TEXTO FORNECIDO
/---

Em março de 2020 fomos todos para casa sem saber o que esperar. Pouco tempo depois, começámos a sentir-nos presos. Deixámos de sentir o vento na cara, o sol a queimar, o barulho do trânsito e as crianças a correr. Ficámos sem o beijo dos avós, os abraços dos tios e os empurrões dos primos. O teletrabalho confrontou-nos com o desafio de conciliar a esfera profissional com a familiar. As reuniões online foram inúmeras e as famílias começaram a ver-se via WhatsApp com um misto de alegria e tristeza. Com pequenas estratégias fomos diminuindo o aperto. Muitos iniciaram exercício físico ou pesquisaram novas dietas. Outros experimentaram cozinhados que nunca tinham feito ou plantaram ervas aromáticas.
Num dos dias melancólicos da pandemia ia a vaguear pela cozinha, olhei para a cesta dos legumes e reparei que estava uma batata doce a germinar. Lembrei-me que um dos ensinamentos da minha avó foi que é possível gerar uma outra batata se colocarmos a parte grelada na terra. Aceitei o desafio interno, mesmo não tendo um historial positivo na sobrevivência de plantas. Uma camada de terra, a batata e outra camada de terra.
Água e assim fiz. No final, pendurei o vaso e pensei que devia dar-lhe um nome. Como não estava particularmente inspirada peguei numa placa e escrevi covid-19.
Os dias passaram com a sensação de serem todos iguais… levantar, trabalhar atrás de uma câmara, dormir e voltar ao início. Vivi o que todos vivemos, um ciclo sem interações, sem azafama, sem pressa… e sem emoção. Umas vezes pairava a sensação de “vai ficar tudo bem”, noutras apenas mergulhava na possibilidade disto poder não acontecer. Um dia estava sentada à secretária e parei por segundos para pensar. Sou daquelas pessoas que pára no tempo e olha para cima com um olhar vazio, mas desta vez o meu olhar desviou-se para a janela. Reparei que um ramo subtil com folhas verdes saía do vaso pendurado. Petrifiquei. Senti o meu organismo a encher… uma energia estranha percorreu-me. Arrepiei-me e os meus olhos arregalaram. Eu não podia acreditar.
A planta nasceu! Percebi que aquilo que percorreu o meu corpo foi esperança, fé e vida.
A planta covid revela que há fenómenos que não precisam de ser explicados através de palavras e que não podem ser controlados. Só podem ser acolhidos e sentidos. Sejamos de uma cultura ou de outra, e seja qual for a nossa religião, a verdade é que parece existir algo que nos transcende, que conduz a que os acontecimentos se encadeiem imperfeitamente uns nos outros e dêem um sentido especial à vida.
Chegados a outubro de 2021, é-nos exigido regressar ao trabalho e lidar com adaptações, reaproximações e desafios acrescidos. É tempo de visitarmos os nossos familiares, de acarinharmos os nossos idosos, e de passarmos tempo a divertimo-nos, com a consciência de que teremos de ser mais pacientes e compreensivos, uma vez que esta nova realidade é para todos.

\---

MATERIAL FORNECIDO

/---

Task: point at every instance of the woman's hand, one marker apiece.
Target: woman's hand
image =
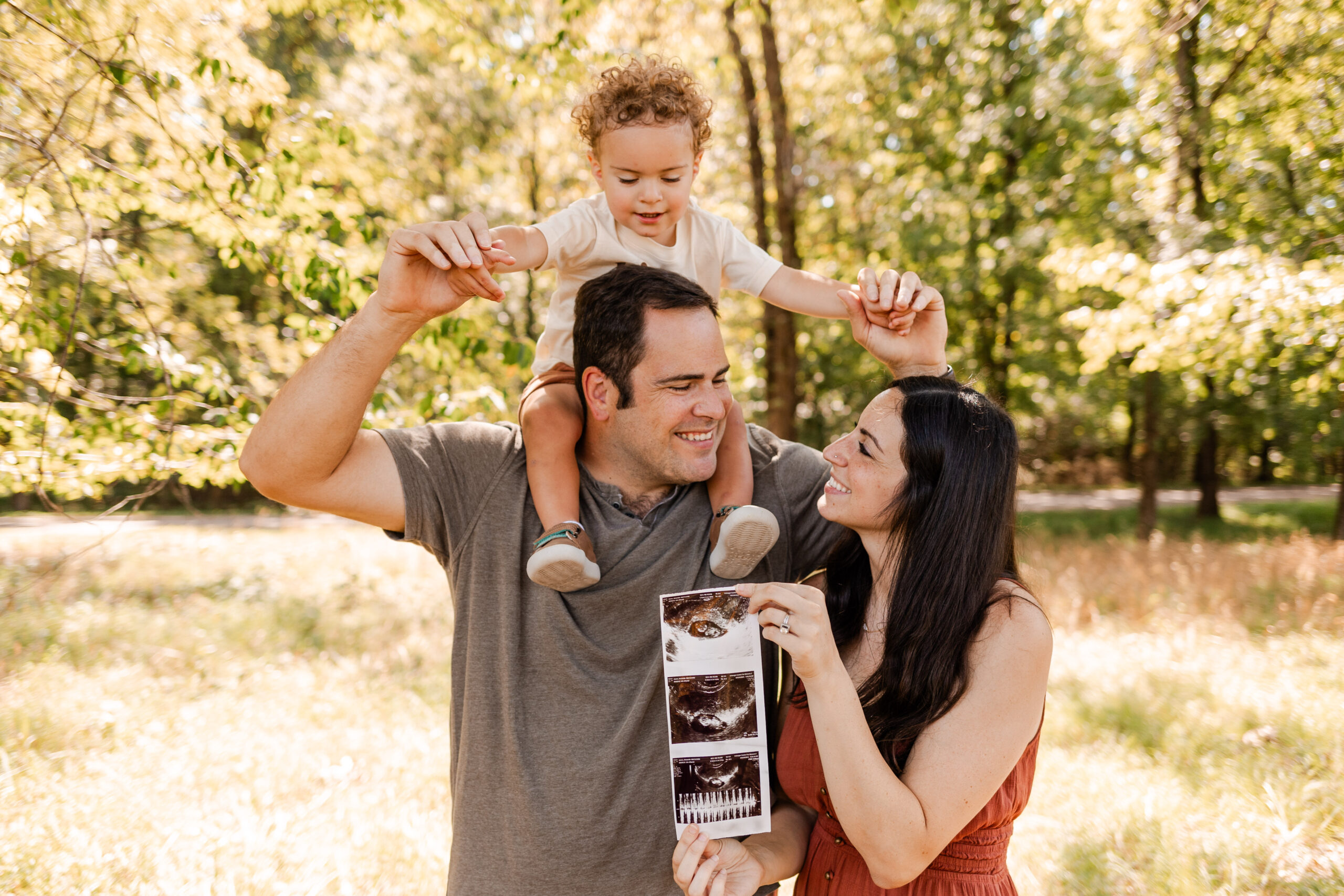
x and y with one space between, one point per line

\---

ENUNCIADO DA TAREFA
No texto sobre a batata doce plantada durante a pandemia, que nome foi escrito na placa depois de o vaso ser pendurado? Indique-o, por favor.

RESOLUÇÃO
covid-19